[Start of section]

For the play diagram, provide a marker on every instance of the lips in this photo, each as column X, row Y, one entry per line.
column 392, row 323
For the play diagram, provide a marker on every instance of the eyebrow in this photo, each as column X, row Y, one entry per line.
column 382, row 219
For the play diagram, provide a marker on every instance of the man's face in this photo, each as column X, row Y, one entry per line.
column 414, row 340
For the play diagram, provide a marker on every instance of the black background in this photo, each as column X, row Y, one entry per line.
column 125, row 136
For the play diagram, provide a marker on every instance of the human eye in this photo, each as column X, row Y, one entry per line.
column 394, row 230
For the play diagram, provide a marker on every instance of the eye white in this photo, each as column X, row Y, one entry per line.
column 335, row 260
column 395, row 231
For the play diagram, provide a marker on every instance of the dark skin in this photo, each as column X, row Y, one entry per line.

[End of section]
[Start of section]

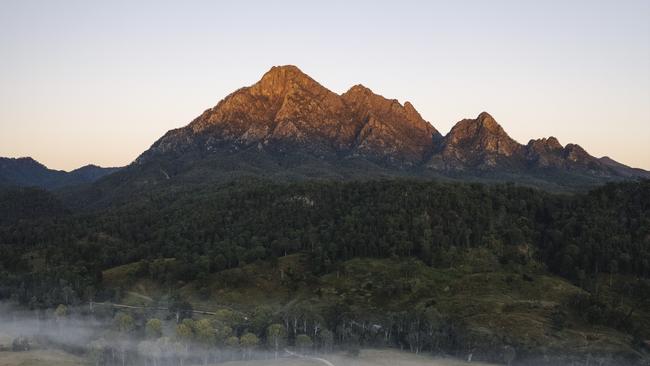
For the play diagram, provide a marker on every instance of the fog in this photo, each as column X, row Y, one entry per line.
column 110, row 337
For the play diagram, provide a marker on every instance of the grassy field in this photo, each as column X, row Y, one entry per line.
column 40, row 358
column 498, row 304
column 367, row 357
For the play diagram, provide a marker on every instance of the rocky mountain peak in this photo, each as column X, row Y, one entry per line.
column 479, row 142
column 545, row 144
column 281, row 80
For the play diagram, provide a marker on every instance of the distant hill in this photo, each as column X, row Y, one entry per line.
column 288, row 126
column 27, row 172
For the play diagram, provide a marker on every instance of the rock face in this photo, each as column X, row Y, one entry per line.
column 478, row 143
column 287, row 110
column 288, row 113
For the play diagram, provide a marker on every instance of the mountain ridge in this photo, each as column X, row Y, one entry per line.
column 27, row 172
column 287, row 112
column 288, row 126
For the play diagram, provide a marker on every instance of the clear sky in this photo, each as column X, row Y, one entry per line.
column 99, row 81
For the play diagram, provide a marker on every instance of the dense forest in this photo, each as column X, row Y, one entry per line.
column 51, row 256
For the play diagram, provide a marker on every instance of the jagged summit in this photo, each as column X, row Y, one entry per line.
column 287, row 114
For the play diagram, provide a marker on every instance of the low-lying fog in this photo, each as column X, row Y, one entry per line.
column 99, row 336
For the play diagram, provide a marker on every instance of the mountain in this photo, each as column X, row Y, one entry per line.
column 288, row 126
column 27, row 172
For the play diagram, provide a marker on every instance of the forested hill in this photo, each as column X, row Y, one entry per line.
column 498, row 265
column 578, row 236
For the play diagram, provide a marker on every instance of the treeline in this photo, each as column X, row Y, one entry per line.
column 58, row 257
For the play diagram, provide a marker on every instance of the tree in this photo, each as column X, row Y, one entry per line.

[End of section]
[Start of section]

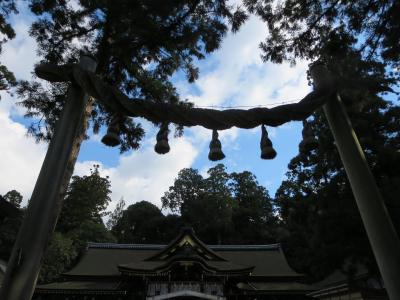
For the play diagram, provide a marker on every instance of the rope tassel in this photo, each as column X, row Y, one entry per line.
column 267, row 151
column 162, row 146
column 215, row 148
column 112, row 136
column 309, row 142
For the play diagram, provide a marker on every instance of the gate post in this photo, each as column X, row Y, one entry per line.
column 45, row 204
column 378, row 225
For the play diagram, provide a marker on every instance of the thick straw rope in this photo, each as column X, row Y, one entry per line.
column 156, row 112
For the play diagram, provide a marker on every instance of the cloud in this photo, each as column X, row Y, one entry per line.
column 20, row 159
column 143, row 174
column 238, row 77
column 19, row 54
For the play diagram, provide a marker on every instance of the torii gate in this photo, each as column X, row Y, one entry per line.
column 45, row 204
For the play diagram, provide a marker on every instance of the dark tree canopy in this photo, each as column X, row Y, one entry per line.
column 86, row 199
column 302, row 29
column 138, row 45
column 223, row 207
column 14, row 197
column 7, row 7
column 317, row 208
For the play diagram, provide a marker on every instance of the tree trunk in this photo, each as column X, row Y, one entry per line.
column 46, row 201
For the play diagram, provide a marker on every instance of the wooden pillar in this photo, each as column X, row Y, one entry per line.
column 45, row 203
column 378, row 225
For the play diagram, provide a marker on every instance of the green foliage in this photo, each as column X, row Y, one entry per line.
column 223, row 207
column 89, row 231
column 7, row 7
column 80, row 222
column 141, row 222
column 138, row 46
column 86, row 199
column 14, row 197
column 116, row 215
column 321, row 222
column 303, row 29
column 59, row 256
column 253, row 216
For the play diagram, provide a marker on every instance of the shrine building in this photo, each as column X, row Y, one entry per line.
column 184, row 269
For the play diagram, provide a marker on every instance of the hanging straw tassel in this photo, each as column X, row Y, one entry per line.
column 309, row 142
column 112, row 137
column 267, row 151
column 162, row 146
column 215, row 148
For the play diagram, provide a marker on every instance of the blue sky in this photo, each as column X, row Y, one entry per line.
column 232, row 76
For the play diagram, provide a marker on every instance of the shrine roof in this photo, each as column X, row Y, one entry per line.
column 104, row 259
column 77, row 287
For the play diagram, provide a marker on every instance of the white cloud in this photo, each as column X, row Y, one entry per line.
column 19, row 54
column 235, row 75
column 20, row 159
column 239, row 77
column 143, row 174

[End of section]

Problem description – Repeat word for word the lines above that run from the line containing "of the distant" through the line containing "the tree in", both ends included, and nothing else.

Solution for this task –
For the play diagram, provide a marker on every instance of the distant hill in this photo, each as column X, row Y, one entry per line.
column 288, row 126
column 27, row 172
For the play diagram, provide a marker on every instance of the rock face in this photo, each as column X, row Y, one entry per line.
column 478, row 143
column 287, row 110
column 288, row 113
For the play diagram, provide a marker on every instance of the mountain ridge in this photo, each as column X, row Y, one entry per line.
column 27, row 172
column 287, row 112
column 288, row 126
For the play diagram, provide a marker on every instance of the clear sky in this photo, each as column X, row Y, one entry per line.
column 99, row 81
For the play diagram, provide a marker on every instance of the dense forest in this photo, each as column X, row Y, one entry per line.
column 51, row 256
For the play diagram, provide a marker on every instance of the jagged summit in this photo, each as column X, row Y, one entry per line.
column 287, row 114
For the play diagram, provide a marker on every instance of the low-lying fog in this photo, each as column X, row Y, one entry per line.
column 99, row 336
For the play diagram, provide a marker on every instance of the mountain in this photo, each as column X, row Y, one entry per line.
column 288, row 126
column 27, row 172
For the play diagram, provide a marker on every instance of the forested hill in this photo, each as column X, row Y, one entry per line.
column 498, row 265
column 578, row 236
For the play diagram, provide a marker on every instance of the treeline in this photo, each as column X, row Y, one entry per line.
column 58, row 257
For the play diagram, provide a marker on every instance of the tree in this photo, each as column X, row Y, one entry per line.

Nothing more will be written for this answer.